EXERCISE DIRECTIONS: Note how many lines in the entries contain the string "white", then give that number and nothing else.

[Stored data entries]
====================

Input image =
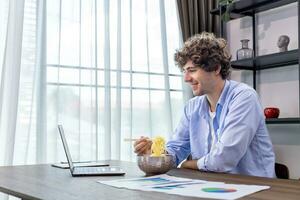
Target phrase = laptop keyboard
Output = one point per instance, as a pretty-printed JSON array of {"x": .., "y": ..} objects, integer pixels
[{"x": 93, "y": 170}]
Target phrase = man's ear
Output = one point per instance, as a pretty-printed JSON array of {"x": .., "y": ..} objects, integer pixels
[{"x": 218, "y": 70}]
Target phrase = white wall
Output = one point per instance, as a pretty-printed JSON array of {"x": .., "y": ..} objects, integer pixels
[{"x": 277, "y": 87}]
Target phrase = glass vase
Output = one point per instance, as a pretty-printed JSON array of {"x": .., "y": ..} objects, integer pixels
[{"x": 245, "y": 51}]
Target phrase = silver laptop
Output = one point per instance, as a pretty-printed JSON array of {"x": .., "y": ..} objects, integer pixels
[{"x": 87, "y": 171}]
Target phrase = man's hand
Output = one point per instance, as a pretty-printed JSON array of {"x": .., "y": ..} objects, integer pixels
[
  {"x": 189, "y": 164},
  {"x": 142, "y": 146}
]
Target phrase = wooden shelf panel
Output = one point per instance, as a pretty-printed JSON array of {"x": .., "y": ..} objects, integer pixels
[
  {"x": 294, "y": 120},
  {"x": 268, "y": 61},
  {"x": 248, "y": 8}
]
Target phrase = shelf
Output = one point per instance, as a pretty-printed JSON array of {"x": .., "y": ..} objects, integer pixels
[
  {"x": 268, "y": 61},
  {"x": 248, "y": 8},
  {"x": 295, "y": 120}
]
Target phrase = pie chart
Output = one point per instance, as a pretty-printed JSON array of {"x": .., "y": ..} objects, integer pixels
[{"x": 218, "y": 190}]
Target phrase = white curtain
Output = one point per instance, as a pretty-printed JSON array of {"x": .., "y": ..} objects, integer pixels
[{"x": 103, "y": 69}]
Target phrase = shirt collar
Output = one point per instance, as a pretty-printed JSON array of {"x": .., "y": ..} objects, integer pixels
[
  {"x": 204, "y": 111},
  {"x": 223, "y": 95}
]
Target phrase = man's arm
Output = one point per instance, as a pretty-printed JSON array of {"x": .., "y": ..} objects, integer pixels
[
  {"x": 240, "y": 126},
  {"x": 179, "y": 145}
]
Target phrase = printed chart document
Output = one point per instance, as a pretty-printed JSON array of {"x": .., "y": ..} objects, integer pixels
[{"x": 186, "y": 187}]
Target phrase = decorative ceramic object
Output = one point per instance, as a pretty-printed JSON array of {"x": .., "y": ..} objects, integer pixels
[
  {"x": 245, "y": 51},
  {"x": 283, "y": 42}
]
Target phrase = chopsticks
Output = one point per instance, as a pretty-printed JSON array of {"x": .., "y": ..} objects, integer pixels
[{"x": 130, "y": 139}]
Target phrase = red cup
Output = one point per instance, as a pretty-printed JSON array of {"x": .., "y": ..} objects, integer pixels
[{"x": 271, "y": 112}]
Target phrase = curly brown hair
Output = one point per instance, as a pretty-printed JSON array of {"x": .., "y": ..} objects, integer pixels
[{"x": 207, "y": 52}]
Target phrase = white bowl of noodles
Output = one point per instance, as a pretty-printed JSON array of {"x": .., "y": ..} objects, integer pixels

====================

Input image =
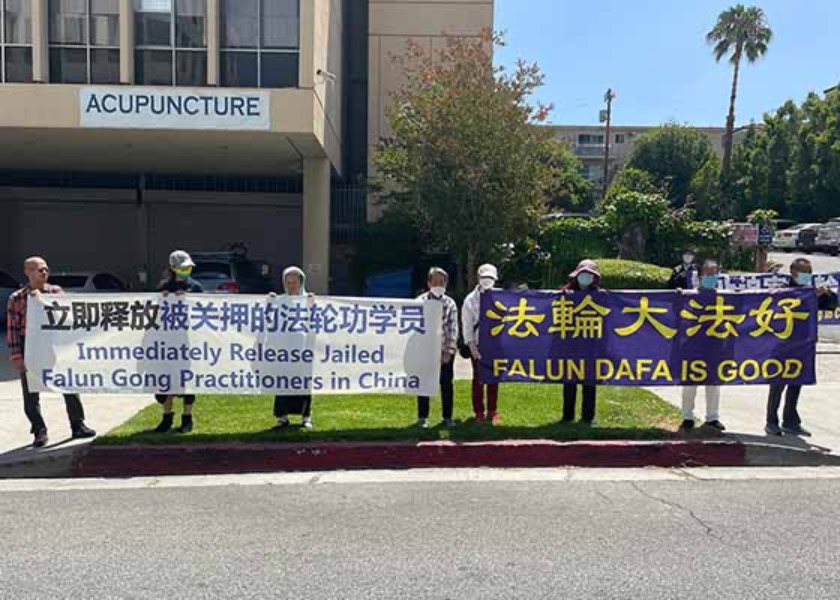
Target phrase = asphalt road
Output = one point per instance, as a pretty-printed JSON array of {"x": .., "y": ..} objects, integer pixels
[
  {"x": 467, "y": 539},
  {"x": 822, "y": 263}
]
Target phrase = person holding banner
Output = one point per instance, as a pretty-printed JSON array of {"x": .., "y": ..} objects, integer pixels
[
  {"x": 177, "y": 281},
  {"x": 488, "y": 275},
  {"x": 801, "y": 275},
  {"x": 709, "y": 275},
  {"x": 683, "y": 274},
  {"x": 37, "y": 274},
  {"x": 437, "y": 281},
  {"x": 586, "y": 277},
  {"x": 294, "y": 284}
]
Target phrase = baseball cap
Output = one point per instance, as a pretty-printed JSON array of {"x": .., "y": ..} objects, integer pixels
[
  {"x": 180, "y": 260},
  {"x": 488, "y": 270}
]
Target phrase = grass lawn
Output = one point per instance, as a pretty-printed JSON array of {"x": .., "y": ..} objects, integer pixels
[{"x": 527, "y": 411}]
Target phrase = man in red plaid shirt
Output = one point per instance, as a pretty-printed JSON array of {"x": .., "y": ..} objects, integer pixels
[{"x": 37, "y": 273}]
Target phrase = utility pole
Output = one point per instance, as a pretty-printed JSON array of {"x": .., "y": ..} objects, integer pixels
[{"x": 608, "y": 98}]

====================

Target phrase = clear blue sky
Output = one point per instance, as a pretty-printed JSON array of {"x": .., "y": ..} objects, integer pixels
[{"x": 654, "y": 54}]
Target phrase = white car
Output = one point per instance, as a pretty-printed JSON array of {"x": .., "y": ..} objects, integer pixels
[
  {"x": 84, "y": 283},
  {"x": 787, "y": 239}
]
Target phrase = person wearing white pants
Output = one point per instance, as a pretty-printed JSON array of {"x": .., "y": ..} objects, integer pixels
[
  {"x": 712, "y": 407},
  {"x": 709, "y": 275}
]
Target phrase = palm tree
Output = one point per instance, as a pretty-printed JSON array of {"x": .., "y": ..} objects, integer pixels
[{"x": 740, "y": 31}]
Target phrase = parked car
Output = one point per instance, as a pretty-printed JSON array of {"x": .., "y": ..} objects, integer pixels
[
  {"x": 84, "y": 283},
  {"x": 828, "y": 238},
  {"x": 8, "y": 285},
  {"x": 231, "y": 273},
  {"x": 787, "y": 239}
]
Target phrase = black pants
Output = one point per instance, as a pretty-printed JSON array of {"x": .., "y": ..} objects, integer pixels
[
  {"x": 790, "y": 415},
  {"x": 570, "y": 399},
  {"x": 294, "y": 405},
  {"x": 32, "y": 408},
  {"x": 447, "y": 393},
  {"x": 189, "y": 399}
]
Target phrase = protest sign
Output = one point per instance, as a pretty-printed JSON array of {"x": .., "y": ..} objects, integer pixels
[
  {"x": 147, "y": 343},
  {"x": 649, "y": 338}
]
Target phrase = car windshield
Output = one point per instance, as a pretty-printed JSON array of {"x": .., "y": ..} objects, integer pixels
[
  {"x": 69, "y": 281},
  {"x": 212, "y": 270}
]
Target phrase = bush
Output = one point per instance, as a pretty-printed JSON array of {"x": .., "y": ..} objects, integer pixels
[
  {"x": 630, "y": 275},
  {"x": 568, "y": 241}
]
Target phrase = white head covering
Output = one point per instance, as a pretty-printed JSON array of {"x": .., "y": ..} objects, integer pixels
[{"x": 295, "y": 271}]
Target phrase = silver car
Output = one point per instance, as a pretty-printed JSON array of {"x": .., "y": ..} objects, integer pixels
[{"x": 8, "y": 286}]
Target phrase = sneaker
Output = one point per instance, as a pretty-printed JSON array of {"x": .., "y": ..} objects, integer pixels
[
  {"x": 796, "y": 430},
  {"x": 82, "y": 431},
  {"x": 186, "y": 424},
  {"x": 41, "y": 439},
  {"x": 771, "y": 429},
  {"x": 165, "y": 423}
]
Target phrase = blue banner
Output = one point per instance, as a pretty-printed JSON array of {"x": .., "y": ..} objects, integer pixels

====================

EXERCISE OUTPUT: 6